Lines with "cookie": copy each one from the listing below.
※ ※ ※
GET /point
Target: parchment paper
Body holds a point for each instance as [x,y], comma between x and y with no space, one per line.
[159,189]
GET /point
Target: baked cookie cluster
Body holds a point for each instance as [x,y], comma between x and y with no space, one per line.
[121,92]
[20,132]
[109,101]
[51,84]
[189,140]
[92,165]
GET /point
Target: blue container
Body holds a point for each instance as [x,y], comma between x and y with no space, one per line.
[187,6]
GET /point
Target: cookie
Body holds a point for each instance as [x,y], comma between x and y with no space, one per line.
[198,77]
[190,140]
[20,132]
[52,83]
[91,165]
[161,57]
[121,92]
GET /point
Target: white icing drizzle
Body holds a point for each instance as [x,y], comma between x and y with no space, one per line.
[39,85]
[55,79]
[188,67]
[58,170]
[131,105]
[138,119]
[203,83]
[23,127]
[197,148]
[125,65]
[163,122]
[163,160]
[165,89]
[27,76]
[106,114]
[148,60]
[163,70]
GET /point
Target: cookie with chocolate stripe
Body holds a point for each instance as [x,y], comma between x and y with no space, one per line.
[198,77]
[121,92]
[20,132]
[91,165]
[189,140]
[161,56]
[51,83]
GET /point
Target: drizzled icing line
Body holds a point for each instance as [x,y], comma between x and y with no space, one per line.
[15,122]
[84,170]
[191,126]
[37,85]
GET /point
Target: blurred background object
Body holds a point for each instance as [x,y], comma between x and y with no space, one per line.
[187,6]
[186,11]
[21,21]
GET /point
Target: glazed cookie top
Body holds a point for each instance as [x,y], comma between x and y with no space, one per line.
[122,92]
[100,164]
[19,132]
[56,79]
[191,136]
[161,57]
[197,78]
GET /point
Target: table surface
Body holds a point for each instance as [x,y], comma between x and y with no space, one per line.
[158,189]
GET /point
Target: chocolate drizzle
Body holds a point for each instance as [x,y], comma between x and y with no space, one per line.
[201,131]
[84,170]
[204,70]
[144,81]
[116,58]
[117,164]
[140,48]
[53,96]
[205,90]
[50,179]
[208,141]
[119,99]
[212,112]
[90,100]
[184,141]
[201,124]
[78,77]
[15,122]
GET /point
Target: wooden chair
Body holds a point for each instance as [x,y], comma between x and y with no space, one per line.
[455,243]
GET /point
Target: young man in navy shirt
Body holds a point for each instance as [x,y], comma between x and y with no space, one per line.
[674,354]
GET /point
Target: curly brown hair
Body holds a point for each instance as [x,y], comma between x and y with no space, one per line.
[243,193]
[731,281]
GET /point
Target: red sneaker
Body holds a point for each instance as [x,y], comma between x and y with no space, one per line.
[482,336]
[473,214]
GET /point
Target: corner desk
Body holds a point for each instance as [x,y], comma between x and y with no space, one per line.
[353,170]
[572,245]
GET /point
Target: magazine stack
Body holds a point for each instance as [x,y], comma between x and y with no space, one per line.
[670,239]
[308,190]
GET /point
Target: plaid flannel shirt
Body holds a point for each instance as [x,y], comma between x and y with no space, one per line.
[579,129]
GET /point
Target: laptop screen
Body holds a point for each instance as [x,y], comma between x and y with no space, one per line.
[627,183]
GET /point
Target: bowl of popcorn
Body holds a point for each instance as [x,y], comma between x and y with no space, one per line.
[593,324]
※ ※ ※
• Written reply:
Target: baked cookie cluster
Target: cookie
Target: cookie with chocolate stripe
Target: glazed cookie top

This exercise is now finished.